> _Objetivo 1_
Devolva sem nenhuma alteração as linhas das entradas que vão da linha que contém "Wildlife camera triggered — scan the photo above for wispy" até o fim das entradas, com as duas extremidades incluídas.

Josielma ressalta que os pecuaristas da região valorizam a independência que possuem em relação ao mercado. “Não é como quem planta grãos, que precisam vender o produto na época da safra, independente do preço que conseguir. Eles podem trabalhar numa lógica de diminuir os riscos e manter a propriedade”, aponta.

Ela avalia que a criminalização dos pequenos produtores não é a melhor saída para o impasse. “A proibição, como está colocada, não funciona. As pessoas entendem como uma interferência arbitrária do Estado, que apenas proíbe e não fornece alternativas. Tratam os produtores como se fossem criminosos”, critica.

Ex-técnico da Secretaria do Meio Ambiente critica fiscalização municipal

O agrônomo Renato Côrte Real, que se aposentou em 2006 como técnico da Secretaria Estadual do Meio Ambiente (Sema), acompanhou de perto a movimentação política que resultou na aprovação das duas leis anteriores que tentaram legalizar as queimadas no Rio Grande do Sul. Ele critica a nova regra por atribuir aos municípios o poder de fiscalizar a prática. “Sei muito bem quanto os técnicos municipais são pressionados para liberar até o que não consideram certo. Muitos são terceirizados e só recebem os honorários se fizerem um projeto favorável. Essa lei cria uma abertura muito perigosa”, observa.

Como licenciador florestal da Sema, Renato percorria os Campos de Cima da Serra para fazer autuações e lembra dos prejuízos causados pelas queimadas. “Cada vez queimavam mais, a ponto de não ser possível trafegar nas estradas. Em agosto e setembro aquela região virava só em fumaça, minha rinite alérgica ficava completamente atacada”, conta o agrônomo.

O presidente da Associação dos Municípios dos Campos de Cima da Serra e prefeito de São José dos Ausentes, Erivelto Sinval Velho (PMDB), explica que, enquanto não forem implementadas alternativas às queimadas, essa será a única prática em uso para limpeza e renovação da pastagem. “Iremos caminhar para uma mudança, mas queremos tempo para conseguir outras soluções. No momento, essa é a prática que nos dá o sustento”, justifica.

Especialista alerta que proibição de queimadas leva produtores a arrendarem terras para cultivos que demandam agrotóxicos

O diretor do Centro de Ciências Agrárias e Biológicas da Universidade de Caxias do Sul (UCS), Alindo Butzke, realizou um amplo estudo sobre a prática das queimadas nos campos de cima da serra. Autor do livro Queimadas dos campos: O homem e o campo, a natureza, o fogo e a lei, ele e uma equipe de agrônomos e biólogos passaram dois anos dissecando a utilização desse procedimento em cinco municípios da região. O professor constatou que apenas 6,6% dos campos estudados por sua equipe comportavam uma tecnologia mecanizada para o roçado. “São muito poucos os que possuem área plana e permite o uso de roçadeira”, explica.

[Entradas para marcação de caixas delimitadoras]
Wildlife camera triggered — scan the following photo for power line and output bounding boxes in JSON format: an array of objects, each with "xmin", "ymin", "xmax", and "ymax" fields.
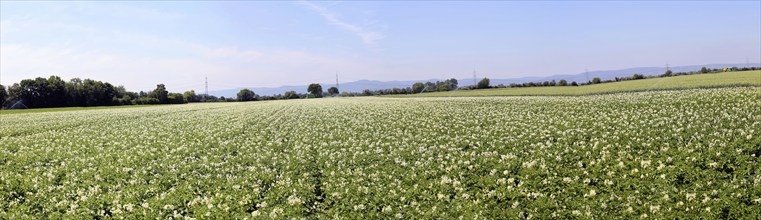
[
  {"xmin": 473, "ymin": 70, "xmax": 478, "ymax": 86},
  {"xmin": 584, "ymin": 68, "xmax": 592, "ymax": 82}
]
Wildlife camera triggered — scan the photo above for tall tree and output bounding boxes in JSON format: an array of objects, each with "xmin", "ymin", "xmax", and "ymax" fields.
[
  {"xmin": 149, "ymin": 84, "xmax": 169, "ymax": 104},
  {"xmin": 476, "ymin": 77, "xmax": 489, "ymax": 89},
  {"xmin": 328, "ymin": 86, "xmax": 338, "ymax": 95},
  {"xmin": 557, "ymin": 79, "xmax": 568, "ymax": 86},
  {"xmin": 307, "ymin": 83, "xmax": 322, "ymax": 98},
  {"xmin": 412, "ymin": 82, "xmax": 425, "ymax": 93},
  {"xmin": 238, "ymin": 89, "xmax": 255, "ymax": 102},
  {"xmin": 184, "ymin": 90, "xmax": 201, "ymax": 102},
  {"xmin": 283, "ymin": 91, "xmax": 299, "ymax": 99},
  {"xmin": 0, "ymin": 84, "xmax": 8, "ymax": 108}
]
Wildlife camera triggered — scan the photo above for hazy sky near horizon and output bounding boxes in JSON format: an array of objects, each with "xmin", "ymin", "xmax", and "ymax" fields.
[{"xmin": 0, "ymin": 1, "xmax": 761, "ymax": 92}]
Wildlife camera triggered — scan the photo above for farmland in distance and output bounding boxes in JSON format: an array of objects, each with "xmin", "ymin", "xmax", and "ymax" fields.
[
  {"xmin": 393, "ymin": 70, "xmax": 761, "ymax": 97},
  {"xmin": 0, "ymin": 87, "xmax": 761, "ymax": 219}
]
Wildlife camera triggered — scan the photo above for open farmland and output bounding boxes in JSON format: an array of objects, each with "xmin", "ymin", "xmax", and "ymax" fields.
[
  {"xmin": 394, "ymin": 70, "xmax": 761, "ymax": 97},
  {"xmin": 0, "ymin": 87, "xmax": 761, "ymax": 219}
]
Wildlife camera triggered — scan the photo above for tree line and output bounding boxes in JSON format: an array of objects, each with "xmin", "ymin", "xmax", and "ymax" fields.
[{"xmin": 0, "ymin": 67, "xmax": 761, "ymax": 108}]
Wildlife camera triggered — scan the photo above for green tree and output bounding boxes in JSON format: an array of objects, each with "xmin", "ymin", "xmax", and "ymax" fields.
[
  {"xmin": 0, "ymin": 84, "xmax": 8, "ymax": 108},
  {"xmin": 167, "ymin": 93, "xmax": 188, "ymax": 104},
  {"xmin": 238, "ymin": 89, "xmax": 256, "ymax": 102},
  {"xmin": 476, "ymin": 77, "xmax": 489, "ymax": 89},
  {"xmin": 307, "ymin": 83, "xmax": 322, "ymax": 98},
  {"xmin": 328, "ymin": 86, "xmax": 338, "ymax": 95},
  {"xmin": 557, "ymin": 79, "xmax": 568, "ymax": 86},
  {"xmin": 700, "ymin": 67, "xmax": 708, "ymax": 73},
  {"xmin": 183, "ymin": 90, "xmax": 201, "ymax": 102},
  {"xmin": 445, "ymin": 78, "xmax": 457, "ymax": 91},
  {"xmin": 412, "ymin": 82, "xmax": 425, "ymax": 93},
  {"xmin": 148, "ymin": 84, "xmax": 169, "ymax": 104},
  {"xmin": 283, "ymin": 91, "xmax": 299, "ymax": 99}
]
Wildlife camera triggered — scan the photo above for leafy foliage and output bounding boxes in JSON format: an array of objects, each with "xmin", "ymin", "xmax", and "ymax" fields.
[
  {"xmin": 0, "ymin": 88, "xmax": 761, "ymax": 219},
  {"xmin": 238, "ymin": 89, "xmax": 256, "ymax": 102},
  {"xmin": 307, "ymin": 83, "xmax": 322, "ymax": 98}
]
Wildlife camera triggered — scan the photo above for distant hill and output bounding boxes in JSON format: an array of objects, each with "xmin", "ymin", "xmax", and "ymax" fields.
[{"xmin": 209, "ymin": 63, "xmax": 761, "ymax": 97}]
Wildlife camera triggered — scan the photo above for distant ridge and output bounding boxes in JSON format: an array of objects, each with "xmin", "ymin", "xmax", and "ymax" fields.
[{"xmin": 209, "ymin": 63, "xmax": 761, "ymax": 97}]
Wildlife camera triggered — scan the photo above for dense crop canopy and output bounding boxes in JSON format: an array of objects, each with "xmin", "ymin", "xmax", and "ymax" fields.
[{"xmin": 0, "ymin": 88, "xmax": 761, "ymax": 219}]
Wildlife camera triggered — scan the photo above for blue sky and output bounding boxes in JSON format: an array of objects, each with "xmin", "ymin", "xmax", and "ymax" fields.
[{"xmin": 0, "ymin": 1, "xmax": 761, "ymax": 92}]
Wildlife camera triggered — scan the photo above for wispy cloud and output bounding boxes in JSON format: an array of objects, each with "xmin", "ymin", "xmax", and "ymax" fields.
[{"xmin": 298, "ymin": 1, "xmax": 385, "ymax": 48}]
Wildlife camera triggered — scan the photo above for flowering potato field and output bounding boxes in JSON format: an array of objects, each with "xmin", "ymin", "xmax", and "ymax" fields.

> _Objetivo 2_
Retome a reportagem sobre as queimadas nos Campos de Cima da Serra a partir do ponto em que ela termina.

> _Resposta 1_
Wildlife camera triggered — scan the photo above for wispy cloud and output bounding boxes in JSON format: an array of objects, each with "xmin", "ymin", "xmax", and "ymax" fields.
[{"xmin": 298, "ymin": 1, "xmax": 385, "ymax": 48}]
Wildlife camera triggered — scan the photo above for flowering potato field and output bounding boxes in JSON format: an array of objects, each with "xmin", "ymin", "xmax", and "ymax" fields.

> _Resposta 2_
Butzke reconhece que, para o meio ambiente, o melhor seria deixar crescer os capões e o mato que se desenvolvem nas terras dos produtores. “É óbvio que a capoeira acolhe mais espécies que uma área lavrada ou queimada. Mas há impacto em qualquer tipo de cultura feita pelo homem”, compara. O biólogo assegura que, ao contrário do que dizem alguns ambientalistas, as nascentes e os banhados não são prejudicadas pelas queimadas. “Constatamos isso nos locais. A destruição dos nascedouros não procede, o fogo não queima o molhado”, comenta.

Butzke também observa que seus estudos comprovaram que, após cinco dias da queimada, uma nova camada de grama começa a brotar no solo, realizando a fotossíntese e neutralizando os efeitos gerados pela emissão de gases poluentes. “O fogo é rápido e não queima a raiz. É claro que a queimada emite muito gás carbônico, mas a planta, depois que brota, retira esse gás e tende a gerar um equilíbrio”, explica.

Para o professor, a consequência da proibição das queimadas é o arrendamento dos campos dos produtores da região para plantadores de batata e alho, cultivo que seria muito mais prejudicial que o manejo do fogo. “A quantidade de agrotóxico utilizada é impressionante, fora de qualquer parâmetro. Muitos rios e riachos da região não possuem mais peixes, foram esterelizados”, critica.

“A legalização das queimadas vai na contramão da história”, critica Bordignon

Daniel Bordignon cobra programa estadual para os pequenos produtores | Ramiro Furquim/Sul21

A bancada do PT na Assembleia Legislativa votou contra a aprovação da lei que permite a prática de queimadas no Rio Grande do Sul. Para o líder dos petistas no Parlamento, Daniel Bordignon, a iniciativa “vai na contramão da história”.

O deputado avalia que não há justificativa para se manter em uso um procedimento secular. “É um absurdo dizer que não é prejudicial, que não mata animais. É um retrocesso brutal, tendo em vista tudo que a ciência está produzindo para evitar a destruição da natureza”, avalia.

O petista considera que a derrubada total da lei no Tribunal de Justiça – que poderá ocorrer quando houver o julgamento do mérito da ação de inconstitucionalidade – é “incontornável”. Bordignon diz que entende “a angústia dos pequenos agricultores da região” e cobra a implementação de um programa estadual de financiamento para que eles possam ter acesso a tecnologias e insumos que forneçam uma alternativa às queimadas. “Essa é a solução que precisamos. A legalização da queimada é uma capitulação ao senso comum e uma ilusão paliativa”, condena o deputado.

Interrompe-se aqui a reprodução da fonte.